-- Start --

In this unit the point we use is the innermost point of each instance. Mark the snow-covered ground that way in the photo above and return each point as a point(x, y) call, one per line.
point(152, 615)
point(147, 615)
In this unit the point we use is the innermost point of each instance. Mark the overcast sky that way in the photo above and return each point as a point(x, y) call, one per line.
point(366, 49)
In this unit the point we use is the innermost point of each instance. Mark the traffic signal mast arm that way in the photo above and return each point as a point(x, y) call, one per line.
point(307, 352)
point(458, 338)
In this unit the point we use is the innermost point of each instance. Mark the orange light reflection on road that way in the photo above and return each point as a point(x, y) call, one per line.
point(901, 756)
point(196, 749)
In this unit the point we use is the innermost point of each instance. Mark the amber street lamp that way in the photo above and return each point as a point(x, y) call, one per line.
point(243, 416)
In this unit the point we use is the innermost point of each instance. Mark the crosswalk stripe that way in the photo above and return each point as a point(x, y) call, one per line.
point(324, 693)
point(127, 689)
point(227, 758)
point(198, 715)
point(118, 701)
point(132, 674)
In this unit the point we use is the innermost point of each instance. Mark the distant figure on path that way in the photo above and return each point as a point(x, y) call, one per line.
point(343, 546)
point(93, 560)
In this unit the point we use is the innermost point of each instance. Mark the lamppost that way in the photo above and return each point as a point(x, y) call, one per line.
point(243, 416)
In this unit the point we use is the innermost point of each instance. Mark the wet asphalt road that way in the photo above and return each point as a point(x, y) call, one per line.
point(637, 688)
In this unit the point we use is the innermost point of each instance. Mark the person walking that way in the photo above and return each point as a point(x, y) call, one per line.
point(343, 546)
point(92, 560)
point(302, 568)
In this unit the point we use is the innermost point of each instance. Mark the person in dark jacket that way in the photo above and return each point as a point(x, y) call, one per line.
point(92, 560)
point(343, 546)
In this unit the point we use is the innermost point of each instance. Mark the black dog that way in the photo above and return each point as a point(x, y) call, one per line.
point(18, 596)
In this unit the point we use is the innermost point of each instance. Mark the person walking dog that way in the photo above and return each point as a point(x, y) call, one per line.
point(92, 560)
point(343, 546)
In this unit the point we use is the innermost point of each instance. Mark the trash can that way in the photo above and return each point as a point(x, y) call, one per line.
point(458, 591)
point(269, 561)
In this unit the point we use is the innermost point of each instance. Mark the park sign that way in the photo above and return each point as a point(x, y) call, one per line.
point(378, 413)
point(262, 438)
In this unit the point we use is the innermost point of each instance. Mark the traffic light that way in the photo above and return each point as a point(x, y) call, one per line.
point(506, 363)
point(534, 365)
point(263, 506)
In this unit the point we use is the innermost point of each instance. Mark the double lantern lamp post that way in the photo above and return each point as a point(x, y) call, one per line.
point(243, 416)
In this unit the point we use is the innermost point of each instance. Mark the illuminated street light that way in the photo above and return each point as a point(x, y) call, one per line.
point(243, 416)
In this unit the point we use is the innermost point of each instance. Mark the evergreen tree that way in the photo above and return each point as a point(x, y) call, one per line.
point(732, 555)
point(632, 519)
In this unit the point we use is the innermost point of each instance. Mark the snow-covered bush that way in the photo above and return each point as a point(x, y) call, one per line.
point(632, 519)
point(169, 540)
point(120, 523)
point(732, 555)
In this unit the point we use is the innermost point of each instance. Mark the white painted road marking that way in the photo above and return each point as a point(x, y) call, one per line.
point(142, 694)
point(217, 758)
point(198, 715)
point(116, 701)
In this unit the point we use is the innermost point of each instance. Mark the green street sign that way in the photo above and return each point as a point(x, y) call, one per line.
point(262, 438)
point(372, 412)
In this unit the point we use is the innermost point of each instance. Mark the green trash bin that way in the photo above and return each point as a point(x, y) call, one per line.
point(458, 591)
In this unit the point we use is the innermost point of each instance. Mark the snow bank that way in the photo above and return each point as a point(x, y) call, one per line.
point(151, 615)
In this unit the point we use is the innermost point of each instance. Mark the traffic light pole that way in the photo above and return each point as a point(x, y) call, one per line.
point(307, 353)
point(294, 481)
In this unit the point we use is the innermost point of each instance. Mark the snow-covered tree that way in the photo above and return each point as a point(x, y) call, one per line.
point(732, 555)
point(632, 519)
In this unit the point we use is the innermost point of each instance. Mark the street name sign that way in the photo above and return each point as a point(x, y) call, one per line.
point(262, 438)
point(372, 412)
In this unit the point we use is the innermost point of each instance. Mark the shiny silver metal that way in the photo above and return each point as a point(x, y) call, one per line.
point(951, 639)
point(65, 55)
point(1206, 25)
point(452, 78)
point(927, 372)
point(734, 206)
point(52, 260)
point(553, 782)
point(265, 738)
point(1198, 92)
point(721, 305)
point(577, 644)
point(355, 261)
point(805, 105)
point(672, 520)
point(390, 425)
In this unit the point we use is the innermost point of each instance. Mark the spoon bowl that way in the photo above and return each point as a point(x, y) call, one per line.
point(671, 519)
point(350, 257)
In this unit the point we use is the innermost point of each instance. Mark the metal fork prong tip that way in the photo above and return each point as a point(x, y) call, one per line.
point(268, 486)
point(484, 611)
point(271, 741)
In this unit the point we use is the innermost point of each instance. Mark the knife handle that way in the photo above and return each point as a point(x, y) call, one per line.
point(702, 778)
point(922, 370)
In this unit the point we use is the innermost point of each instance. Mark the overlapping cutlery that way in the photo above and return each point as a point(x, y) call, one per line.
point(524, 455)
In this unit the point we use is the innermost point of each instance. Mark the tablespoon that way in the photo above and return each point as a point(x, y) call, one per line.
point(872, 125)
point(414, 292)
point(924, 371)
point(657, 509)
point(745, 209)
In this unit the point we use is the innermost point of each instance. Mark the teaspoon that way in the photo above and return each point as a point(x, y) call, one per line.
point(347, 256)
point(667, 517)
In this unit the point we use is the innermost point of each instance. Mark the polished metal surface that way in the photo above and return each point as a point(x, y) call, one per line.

-- End --

• [Exercise details] Starting from the first line of the data and stopping after the line that contains "point(366, 49)", write out every line again, shifting each coordinate in the answers by adding 123 to it.

• [Reply]
In this unit the point we use is the innermost point of each instance. Mark the snow-covered ground that way in the photo above and return each point as a point(x, y) call, one per line.
point(275, 738)
point(270, 738)
In this unit the point we use is the innermost point of each instance. Mark the overcast sky that way in the photo above and return each point as a point(x, y) call, one per line.
point(489, 172)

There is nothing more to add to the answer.